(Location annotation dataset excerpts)
════════════════════

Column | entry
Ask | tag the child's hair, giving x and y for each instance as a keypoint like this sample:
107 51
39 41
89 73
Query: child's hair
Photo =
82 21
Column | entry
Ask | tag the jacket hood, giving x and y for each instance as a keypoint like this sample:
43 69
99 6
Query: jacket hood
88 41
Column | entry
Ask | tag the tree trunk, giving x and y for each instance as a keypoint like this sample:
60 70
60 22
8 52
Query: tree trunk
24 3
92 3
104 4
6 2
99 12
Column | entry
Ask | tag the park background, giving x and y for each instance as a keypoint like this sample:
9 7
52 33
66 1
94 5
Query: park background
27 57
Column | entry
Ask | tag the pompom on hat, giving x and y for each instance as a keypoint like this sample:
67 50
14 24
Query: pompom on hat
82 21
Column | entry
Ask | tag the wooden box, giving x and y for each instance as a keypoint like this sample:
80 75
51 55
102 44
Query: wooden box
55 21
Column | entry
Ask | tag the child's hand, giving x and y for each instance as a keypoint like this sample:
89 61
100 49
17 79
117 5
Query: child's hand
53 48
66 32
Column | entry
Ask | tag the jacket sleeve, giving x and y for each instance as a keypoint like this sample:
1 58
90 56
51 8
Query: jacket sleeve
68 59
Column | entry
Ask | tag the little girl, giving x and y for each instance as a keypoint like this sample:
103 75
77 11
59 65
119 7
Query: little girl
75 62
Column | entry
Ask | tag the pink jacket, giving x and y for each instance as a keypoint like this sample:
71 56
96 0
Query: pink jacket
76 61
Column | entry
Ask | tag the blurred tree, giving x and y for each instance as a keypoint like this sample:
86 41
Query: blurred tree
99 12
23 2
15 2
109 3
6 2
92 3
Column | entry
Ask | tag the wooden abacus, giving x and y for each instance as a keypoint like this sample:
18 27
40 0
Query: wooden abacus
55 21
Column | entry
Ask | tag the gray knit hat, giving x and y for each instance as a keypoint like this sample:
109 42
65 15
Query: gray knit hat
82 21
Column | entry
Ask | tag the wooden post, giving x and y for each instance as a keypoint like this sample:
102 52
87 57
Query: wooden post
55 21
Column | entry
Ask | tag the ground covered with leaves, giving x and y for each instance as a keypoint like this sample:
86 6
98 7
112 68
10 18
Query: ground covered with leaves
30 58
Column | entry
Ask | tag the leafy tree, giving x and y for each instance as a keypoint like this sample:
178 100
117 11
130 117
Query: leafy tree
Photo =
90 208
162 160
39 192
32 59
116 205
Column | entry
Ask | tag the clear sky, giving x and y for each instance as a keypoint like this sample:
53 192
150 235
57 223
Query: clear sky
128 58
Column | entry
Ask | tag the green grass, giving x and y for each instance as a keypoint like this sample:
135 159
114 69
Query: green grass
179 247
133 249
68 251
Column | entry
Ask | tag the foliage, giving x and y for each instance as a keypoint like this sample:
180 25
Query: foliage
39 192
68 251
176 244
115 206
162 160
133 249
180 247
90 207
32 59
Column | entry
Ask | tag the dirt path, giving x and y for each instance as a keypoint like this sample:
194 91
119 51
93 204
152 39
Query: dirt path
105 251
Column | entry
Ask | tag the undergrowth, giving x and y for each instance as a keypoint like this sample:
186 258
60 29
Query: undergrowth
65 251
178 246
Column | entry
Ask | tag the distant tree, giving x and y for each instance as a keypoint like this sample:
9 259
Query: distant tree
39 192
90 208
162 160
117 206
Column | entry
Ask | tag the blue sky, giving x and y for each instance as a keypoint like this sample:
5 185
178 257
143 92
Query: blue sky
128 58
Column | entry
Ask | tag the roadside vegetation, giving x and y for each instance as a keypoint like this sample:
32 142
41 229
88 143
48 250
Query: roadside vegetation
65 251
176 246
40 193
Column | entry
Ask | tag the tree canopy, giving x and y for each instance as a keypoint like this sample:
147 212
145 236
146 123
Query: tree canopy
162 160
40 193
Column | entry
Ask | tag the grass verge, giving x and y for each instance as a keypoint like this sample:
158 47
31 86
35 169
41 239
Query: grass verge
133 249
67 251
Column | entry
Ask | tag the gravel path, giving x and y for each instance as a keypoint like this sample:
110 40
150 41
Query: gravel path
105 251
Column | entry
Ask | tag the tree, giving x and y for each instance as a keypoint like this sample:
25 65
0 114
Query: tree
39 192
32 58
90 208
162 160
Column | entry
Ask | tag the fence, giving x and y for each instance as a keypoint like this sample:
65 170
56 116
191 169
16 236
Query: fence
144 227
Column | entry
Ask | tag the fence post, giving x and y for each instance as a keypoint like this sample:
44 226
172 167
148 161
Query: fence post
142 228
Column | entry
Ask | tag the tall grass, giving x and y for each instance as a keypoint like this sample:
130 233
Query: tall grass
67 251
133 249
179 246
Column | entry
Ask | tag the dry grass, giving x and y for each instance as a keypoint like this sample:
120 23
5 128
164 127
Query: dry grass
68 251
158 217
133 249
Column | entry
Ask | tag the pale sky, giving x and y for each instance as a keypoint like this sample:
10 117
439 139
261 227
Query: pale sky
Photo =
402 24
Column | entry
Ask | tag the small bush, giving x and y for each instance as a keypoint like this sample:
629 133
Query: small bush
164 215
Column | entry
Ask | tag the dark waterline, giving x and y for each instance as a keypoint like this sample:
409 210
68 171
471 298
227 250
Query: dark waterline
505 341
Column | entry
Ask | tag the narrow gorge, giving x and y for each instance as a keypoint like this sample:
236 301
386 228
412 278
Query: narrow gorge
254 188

════════════════════

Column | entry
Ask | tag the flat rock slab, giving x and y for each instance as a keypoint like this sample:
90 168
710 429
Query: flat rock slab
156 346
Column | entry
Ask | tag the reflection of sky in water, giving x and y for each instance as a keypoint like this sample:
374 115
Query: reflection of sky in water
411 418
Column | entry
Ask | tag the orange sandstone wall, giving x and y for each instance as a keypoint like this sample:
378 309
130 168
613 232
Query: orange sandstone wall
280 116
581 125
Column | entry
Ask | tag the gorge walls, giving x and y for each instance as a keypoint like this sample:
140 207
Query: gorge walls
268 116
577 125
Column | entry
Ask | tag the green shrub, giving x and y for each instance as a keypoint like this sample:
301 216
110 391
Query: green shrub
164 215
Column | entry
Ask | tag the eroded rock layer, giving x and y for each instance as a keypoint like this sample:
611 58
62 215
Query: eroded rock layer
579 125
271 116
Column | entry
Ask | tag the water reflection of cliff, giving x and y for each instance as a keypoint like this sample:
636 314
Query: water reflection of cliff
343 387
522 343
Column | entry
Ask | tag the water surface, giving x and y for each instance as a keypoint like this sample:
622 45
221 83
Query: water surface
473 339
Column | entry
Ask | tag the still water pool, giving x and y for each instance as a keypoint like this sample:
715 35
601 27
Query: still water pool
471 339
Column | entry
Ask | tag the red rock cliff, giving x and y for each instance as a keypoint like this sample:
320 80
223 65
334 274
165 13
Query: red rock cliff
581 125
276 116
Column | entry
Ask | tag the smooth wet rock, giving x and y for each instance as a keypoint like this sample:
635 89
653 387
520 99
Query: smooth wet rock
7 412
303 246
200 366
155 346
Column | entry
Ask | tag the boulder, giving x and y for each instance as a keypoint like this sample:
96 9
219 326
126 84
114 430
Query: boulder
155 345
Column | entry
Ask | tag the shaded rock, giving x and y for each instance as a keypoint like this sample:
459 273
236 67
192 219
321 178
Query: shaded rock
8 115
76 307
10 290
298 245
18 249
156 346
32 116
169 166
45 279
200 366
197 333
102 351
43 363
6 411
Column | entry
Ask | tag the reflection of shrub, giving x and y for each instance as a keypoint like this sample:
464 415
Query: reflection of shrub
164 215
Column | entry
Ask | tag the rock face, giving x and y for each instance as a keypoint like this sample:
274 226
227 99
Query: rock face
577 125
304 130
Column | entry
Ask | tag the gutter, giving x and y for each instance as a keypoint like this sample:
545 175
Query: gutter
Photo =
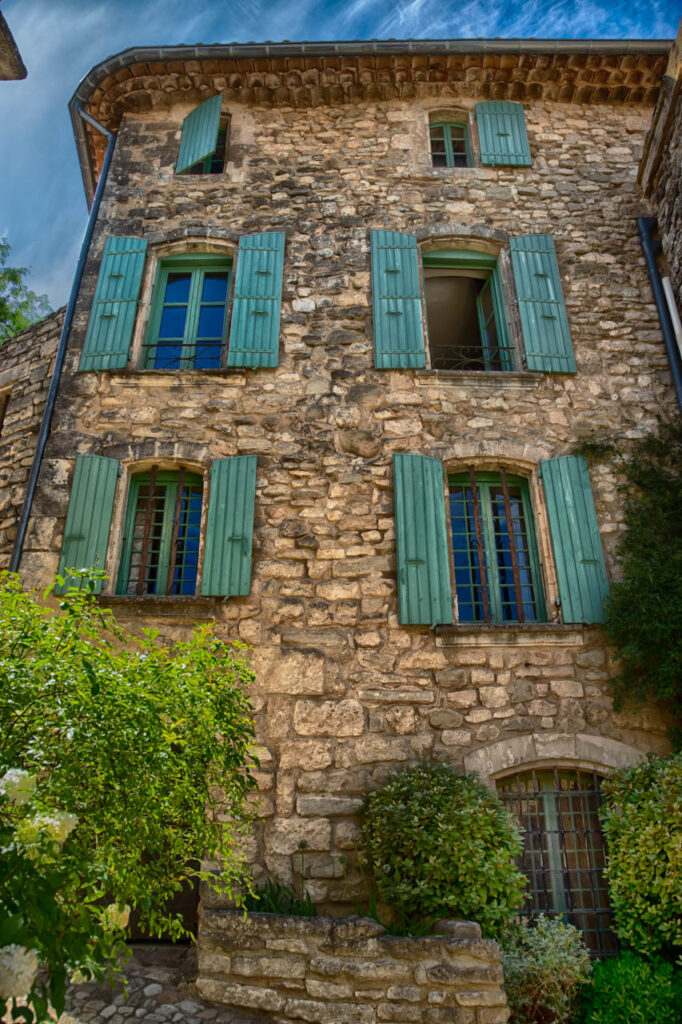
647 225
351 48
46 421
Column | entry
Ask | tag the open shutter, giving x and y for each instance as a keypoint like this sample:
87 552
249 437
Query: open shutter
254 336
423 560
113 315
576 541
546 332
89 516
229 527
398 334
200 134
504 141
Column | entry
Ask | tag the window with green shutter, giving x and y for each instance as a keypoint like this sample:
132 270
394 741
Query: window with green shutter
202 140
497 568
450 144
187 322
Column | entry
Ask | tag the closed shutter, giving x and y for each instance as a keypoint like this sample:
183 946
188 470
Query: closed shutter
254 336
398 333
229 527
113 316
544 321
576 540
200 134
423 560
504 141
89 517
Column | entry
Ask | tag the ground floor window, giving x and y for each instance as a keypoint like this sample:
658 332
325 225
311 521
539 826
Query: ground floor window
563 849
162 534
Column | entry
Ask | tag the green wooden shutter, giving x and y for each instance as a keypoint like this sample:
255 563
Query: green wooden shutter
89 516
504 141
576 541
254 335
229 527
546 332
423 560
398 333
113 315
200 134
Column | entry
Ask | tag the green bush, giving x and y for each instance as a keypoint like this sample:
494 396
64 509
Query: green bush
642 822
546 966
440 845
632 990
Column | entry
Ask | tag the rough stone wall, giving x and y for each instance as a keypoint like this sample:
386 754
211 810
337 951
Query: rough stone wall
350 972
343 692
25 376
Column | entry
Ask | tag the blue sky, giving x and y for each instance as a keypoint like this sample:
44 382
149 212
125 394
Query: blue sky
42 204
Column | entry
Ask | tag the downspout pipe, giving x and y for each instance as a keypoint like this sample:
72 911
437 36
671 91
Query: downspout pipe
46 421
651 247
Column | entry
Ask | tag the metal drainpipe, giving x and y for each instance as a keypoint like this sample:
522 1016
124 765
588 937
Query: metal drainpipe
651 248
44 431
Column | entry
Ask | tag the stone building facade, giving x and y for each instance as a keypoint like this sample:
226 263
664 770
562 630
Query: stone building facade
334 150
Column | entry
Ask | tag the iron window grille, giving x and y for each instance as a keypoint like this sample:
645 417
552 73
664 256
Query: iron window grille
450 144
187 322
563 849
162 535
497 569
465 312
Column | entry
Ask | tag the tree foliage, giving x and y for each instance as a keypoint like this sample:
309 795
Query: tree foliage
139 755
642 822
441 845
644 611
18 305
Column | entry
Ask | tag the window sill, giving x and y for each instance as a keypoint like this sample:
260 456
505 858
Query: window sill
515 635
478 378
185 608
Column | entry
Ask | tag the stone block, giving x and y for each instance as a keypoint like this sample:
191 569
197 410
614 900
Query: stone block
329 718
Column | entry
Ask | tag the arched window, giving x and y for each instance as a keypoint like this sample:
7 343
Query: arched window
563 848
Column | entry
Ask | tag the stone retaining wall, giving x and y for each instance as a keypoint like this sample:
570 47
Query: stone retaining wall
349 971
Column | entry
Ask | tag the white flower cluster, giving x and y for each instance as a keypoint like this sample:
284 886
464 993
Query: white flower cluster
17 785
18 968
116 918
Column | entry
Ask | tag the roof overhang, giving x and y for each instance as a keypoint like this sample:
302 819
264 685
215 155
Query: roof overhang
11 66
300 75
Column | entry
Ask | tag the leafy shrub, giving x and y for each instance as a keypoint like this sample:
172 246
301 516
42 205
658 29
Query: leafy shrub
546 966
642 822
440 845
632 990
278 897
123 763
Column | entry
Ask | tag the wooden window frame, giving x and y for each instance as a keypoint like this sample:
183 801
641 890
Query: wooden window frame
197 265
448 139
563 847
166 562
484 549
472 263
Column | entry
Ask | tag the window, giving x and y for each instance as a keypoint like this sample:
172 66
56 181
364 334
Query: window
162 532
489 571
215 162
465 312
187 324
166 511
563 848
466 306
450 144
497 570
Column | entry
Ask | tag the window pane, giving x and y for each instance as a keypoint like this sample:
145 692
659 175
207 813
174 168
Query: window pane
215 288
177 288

════════════════════

### Task
Extract every line of the records above that contains the word "background", matching case exactly.

### Answer to this exercise
Ask | tag the park background, giving x and y for each instance as a keypoint like this sample:
Query: park background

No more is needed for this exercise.